PROBLEM DESCRIPTION:
Exactly reproduce the lines from the line bearing "Objective — one dot on each instance of the broken" through the end of the listing, inclusive of both; pictures are to be omitted.

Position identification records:
+---+

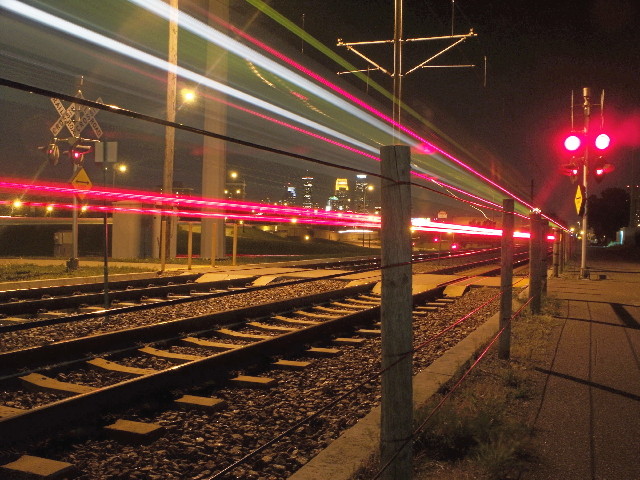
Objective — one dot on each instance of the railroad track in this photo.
(199, 344)
(224, 417)
(29, 308)
(121, 369)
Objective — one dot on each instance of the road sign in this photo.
(580, 200)
(81, 181)
(76, 117)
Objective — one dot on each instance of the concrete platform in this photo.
(589, 420)
(31, 467)
(128, 431)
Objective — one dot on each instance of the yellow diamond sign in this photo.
(580, 200)
(80, 181)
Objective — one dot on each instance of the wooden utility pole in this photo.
(396, 314)
(506, 278)
(535, 258)
(556, 252)
(170, 132)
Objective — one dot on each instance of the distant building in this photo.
(332, 204)
(634, 207)
(360, 194)
(342, 194)
(289, 196)
(307, 192)
(235, 187)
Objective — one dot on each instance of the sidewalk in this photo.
(588, 425)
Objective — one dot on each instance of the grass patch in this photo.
(22, 272)
(483, 430)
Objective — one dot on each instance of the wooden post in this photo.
(563, 249)
(506, 278)
(163, 242)
(396, 314)
(556, 252)
(544, 259)
(235, 244)
(214, 242)
(190, 246)
(535, 281)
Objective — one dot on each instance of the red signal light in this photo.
(602, 141)
(572, 143)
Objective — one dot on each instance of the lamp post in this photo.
(120, 168)
(369, 188)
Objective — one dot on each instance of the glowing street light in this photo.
(120, 168)
(188, 95)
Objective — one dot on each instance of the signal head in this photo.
(572, 143)
(602, 141)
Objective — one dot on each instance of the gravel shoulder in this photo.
(485, 431)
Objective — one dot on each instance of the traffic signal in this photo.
(576, 142)
(571, 170)
(53, 152)
(602, 141)
(600, 169)
(77, 153)
(573, 143)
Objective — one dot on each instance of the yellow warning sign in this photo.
(80, 181)
(580, 200)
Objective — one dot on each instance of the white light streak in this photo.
(90, 36)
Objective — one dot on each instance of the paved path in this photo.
(588, 426)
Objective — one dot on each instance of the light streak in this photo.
(247, 210)
(237, 48)
(102, 41)
(206, 32)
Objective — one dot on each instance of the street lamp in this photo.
(369, 188)
(120, 168)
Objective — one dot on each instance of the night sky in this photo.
(511, 116)
(537, 53)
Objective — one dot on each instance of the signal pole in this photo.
(584, 270)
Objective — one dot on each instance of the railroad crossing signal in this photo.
(76, 117)
(81, 181)
(580, 200)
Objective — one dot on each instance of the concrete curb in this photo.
(342, 459)
(56, 282)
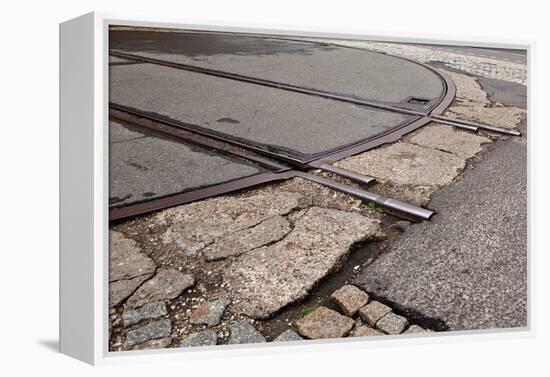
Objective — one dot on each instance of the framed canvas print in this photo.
(226, 189)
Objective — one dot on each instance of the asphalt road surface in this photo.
(467, 268)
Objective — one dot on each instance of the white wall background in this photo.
(29, 188)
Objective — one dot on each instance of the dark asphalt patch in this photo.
(468, 266)
(505, 92)
(297, 124)
(353, 72)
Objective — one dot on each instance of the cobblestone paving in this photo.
(206, 273)
(477, 66)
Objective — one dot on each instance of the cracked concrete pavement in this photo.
(267, 248)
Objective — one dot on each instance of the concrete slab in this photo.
(302, 125)
(143, 166)
(468, 266)
(315, 65)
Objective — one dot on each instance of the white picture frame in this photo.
(84, 195)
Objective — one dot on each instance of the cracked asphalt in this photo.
(468, 266)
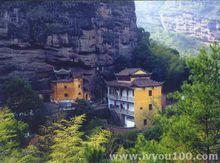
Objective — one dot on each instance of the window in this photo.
(65, 95)
(145, 122)
(150, 106)
(150, 92)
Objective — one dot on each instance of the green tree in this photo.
(192, 124)
(11, 133)
(72, 145)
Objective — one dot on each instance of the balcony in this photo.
(122, 111)
(121, 98)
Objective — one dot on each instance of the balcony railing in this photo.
(122, 111)
(122, 98)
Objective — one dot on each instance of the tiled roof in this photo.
(146, 83)
(119, 84)
(128, 71)
(136, 83)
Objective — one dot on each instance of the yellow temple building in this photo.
(135, 97)
(68, 88)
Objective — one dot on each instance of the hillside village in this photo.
(188, 23)
(129, 98)
(80, 82)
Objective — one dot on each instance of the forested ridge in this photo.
(190, 124)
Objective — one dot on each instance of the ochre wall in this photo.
(142, 100)
(74, 90)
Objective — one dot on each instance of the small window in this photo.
(145, 122)
(150, 92)
(65, 95)
(150, 106)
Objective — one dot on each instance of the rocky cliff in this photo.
(36, 36)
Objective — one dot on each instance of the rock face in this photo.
(36, 36)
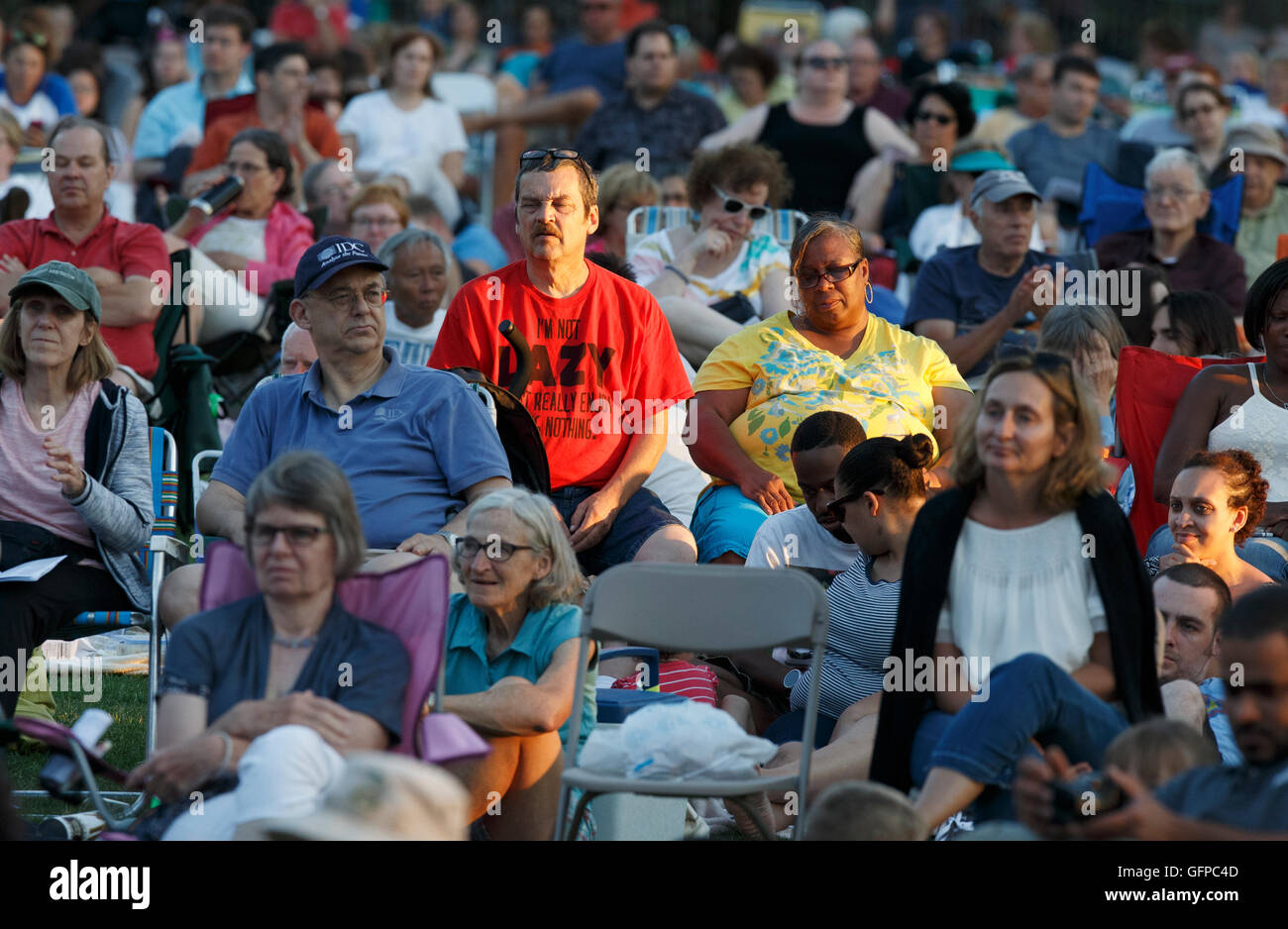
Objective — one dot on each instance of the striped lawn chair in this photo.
(645, 220)
(162, 547)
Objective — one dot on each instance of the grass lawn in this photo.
(125, 696)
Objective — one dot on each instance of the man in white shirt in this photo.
(809, 536)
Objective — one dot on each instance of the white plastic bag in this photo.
(677, 741)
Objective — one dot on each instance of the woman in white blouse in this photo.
(403, 125)
(1024, 588)
(713, 275)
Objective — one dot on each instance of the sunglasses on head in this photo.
(38, 39)
(544, 155)
(734, 205)
(819, 62)
(837, 506)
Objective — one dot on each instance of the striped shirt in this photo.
(859, 632)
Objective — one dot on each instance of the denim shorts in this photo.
(639, 517)
(725, 521)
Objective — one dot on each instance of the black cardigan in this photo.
(1120, 576)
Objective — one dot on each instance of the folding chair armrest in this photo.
(167, 545)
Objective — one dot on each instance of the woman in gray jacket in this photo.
(73, 467)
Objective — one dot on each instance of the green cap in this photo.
(67, 280)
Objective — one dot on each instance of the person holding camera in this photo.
(1216, 802)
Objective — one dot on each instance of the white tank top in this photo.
(1262, 431)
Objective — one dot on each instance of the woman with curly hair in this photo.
(725, 269)
(1218, 499)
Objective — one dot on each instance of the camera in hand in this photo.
(219, 196)
(1083, 796)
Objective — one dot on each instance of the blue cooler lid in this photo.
(613, 705)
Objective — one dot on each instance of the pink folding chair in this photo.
(410, 602)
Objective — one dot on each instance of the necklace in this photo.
(1265, 377)
(301, 642)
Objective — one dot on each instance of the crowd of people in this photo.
(793, 302)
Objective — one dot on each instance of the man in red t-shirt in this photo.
(605, 366)
(120, 258)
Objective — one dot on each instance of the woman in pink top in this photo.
(73, 465)
(259, 237)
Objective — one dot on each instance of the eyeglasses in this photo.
(734, 206)
(837, 506)
(807, 280)
(542, 155)
(243, 167)
(468, 547)
(1158, 193)
(374, 297)
(39, 39)
(263, 534)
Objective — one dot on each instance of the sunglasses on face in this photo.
(733, 205)
(807, 280)
(837, 507)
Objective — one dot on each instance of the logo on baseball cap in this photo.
(327, 257)
(67, 280)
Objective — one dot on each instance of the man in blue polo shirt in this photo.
(415, 444)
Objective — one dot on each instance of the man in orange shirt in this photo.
(278, 104)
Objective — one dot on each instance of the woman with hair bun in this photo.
(880, 489)
(1218, 499)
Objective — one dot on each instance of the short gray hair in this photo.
(548, 534)
(73, 121)
(1067, 330)
(410, 236)
(307, 480)
(1177, 157)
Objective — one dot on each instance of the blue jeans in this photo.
(1269, 555)
(1029, 697)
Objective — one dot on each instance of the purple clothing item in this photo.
(1205, 263)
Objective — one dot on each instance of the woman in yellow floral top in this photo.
(831, 353)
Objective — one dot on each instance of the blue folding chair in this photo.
(1109, 206)
(162, 547)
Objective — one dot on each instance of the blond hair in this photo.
(1081, 468)
(91, 361)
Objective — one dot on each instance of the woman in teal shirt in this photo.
(511, 659)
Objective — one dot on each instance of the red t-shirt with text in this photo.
(603, 360)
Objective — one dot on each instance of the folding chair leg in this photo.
(765, 831)
(578, 816)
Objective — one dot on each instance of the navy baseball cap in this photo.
(330, 255)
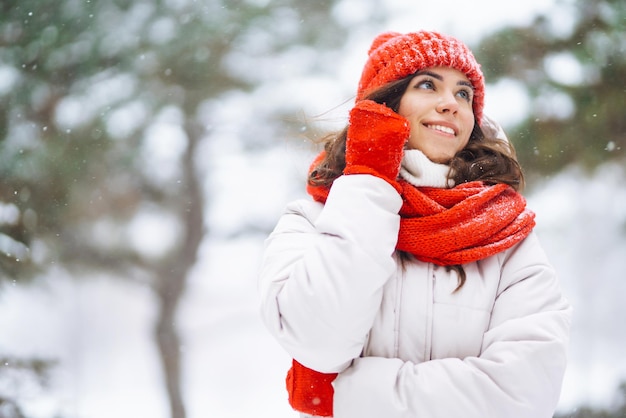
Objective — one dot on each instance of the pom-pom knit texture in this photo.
(393, 56)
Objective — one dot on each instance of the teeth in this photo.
(442, 129)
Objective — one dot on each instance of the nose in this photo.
(447, 103)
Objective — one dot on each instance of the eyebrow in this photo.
(440, 78)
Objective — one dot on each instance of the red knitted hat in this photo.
(393, 56)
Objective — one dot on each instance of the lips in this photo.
(441, 128)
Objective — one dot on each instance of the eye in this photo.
(426, 84)
(465, 94)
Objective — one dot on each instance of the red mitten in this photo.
(310, 392)
(375, 142)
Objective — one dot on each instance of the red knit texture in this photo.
(310, 391)
(393, 56)
(467, 223)
(375, 141)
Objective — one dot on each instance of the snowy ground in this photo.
(100, 329)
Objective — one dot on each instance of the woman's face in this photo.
(438, 105)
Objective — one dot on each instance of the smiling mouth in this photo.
(444, 129)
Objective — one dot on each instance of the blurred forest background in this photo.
(148, 146)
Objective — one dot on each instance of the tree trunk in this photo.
(172, 276)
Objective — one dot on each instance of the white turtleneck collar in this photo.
(419, 171)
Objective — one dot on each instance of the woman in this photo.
(412, 284)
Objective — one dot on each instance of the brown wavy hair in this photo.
(485, 158)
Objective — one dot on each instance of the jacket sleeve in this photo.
(517, 375)
(322, 273)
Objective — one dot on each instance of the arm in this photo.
(518, 373)
(322, 274)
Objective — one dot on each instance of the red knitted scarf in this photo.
(469, 222)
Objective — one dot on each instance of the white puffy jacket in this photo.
(338, 299)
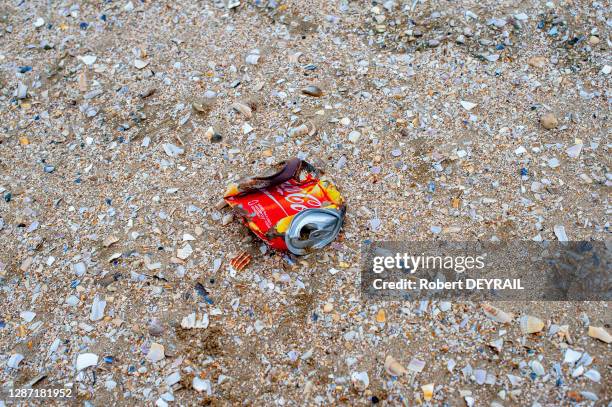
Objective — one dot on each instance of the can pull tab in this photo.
(312, 228)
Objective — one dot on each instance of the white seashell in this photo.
(97, 309)
(480, 375)
(139, 63)
(84, 360)
(79, 269)
(27, 316)
(246, 128)
(393, 367)
(190, 321)
(14, 361)
(427, 391)
(184, 252)
(88, 59)
(171, 150)
(156, 352)
(530, 324)
(600, 333)
(295, 58)
(571, 356)
(496, 314)
(110, 240)
(574, 151)
(360, 380)
(173, 378)
(514, 380)
(252, 59)
(201, 385)
(227, 219)
(579, 371)
(243, 109)
(560, 233)
(468, 105)
(593, 375)
(312, 90)
(301, 130)
(416, 365)
(537, 368)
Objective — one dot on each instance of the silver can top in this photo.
(313, 229)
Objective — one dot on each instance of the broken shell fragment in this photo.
(241, 261)
(360, 380)
(496, 314)
(203, 105)
(303, 129)
(110, 240)
(243, 109)
(427, 391)
(312, 90)
(600, 333)
(192, 322)
(393, 367)
(212, 135)
(530, 324)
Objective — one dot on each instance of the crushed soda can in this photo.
(292, 208)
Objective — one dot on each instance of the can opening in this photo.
(312, 229)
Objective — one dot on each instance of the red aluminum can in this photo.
(293, 208)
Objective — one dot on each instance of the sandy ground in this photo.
(106, 164)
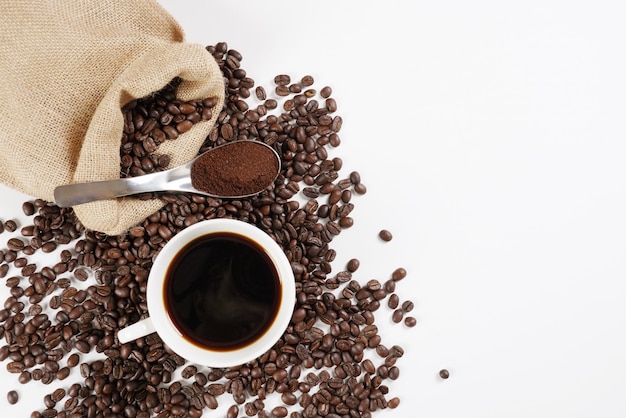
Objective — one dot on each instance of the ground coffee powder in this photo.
(239, 169)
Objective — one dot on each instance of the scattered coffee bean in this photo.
(12, 397)
(385, 235)
(353, 265)
(10, 225)
(393, 301)
(410, 321)
(407, 306)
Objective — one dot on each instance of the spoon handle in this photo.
(78, 193)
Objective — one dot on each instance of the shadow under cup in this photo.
(226, 293)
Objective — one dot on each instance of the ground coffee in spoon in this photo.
(237, 169)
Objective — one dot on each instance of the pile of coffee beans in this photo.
(331, 360)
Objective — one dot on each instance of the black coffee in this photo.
(222, 291)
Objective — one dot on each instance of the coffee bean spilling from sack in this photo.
(324, 364)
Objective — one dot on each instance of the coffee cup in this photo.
(220, 293)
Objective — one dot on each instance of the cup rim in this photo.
(168, 332)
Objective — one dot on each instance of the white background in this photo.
(490, 136)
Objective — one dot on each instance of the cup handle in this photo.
(137, 330)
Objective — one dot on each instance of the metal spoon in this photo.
(175, 179)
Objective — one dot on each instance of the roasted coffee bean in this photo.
(12, 397)
(393, 301)
(410, 321)
(407, 306)
(10, 225)
(385, 235)
(232, 412)
(398, 274)
(397, 315)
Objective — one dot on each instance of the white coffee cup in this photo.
(161, 322)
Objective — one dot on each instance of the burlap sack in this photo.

+---+

WRITTEN RESPONSE:
Objective — one dot on each instance of the broken shell fragment in this photo.
(241, 261)
(360, 380)
(496, 314)
(203, 105)
(303, 129)
(110, 240)
(243, 109)
(427, 391)
(312, 90)
(600, 333)
(192, 322)
(393, 367)
(212, 135)
(530, 324)
Objective — one dot on each instance of the crushed soda can in this photo.
(292, 208)
Objective — one dot on each instance of the can opening in this photo.
(312, 229)
Objective — one dot on each instance of the red aluminum can in this photo.
(293, 208)
Objective — one dot on each instance of the sandy ground in this photo.
(106, 164)
Objective — one dot on each instance of the ground coffee powder in this photo.
(239, 169)
Objective — one dot on each instance of the scattered coffee bean in this photo.
(12, 397)
(385, 235)
(353, 265)
(10, 225)
(393, 301)
(410, 321)
(407, 306)
Objective — one dot on each instance of the spoon handle in this photo.
(78, 193)
Objective — one dot on each instance of the shadow under cup in this photo.
(226, 293)
Objective — one dot on each instance of the ground coffee in spoon in this photo.
(237, 169)
Objective — one dot on each instance of the pile of coffee beans in this photo.
(331, 360)
Objective — one dot on each instance of the black coffee in this photo.
(222, 291)
Objective — one dot on each instance of the coffee bean spilling from sack in this photo.
(324, 364)
Objective — one dot on each instance of the coffee cup in this photo.
(220, 293)
Objective — one dot on each instance of the cup rim in this photo.
(168, 332)
Objective — one dot on each instance of the white background in this photo.
(490, 136)
Objective — one dot on each instance of the cup handle in this photo.
(137, 330)
Objective — one dot on each instance of the metal spoon in this photo.
(175, 179)
Objective — one dot on each instance of the roasted coffee bean in this photo.
(12, 397)
(393, 301)
(410, 321)
(407, 306)
(10, 225)
(385, 235)
(232, 412)
(398, 274)
(397, 315)
Objective — one dot on each instance of the white coffee cup in this photo.
(161, 322)
Objective — one dot on each instance of the burlap sack in this photo.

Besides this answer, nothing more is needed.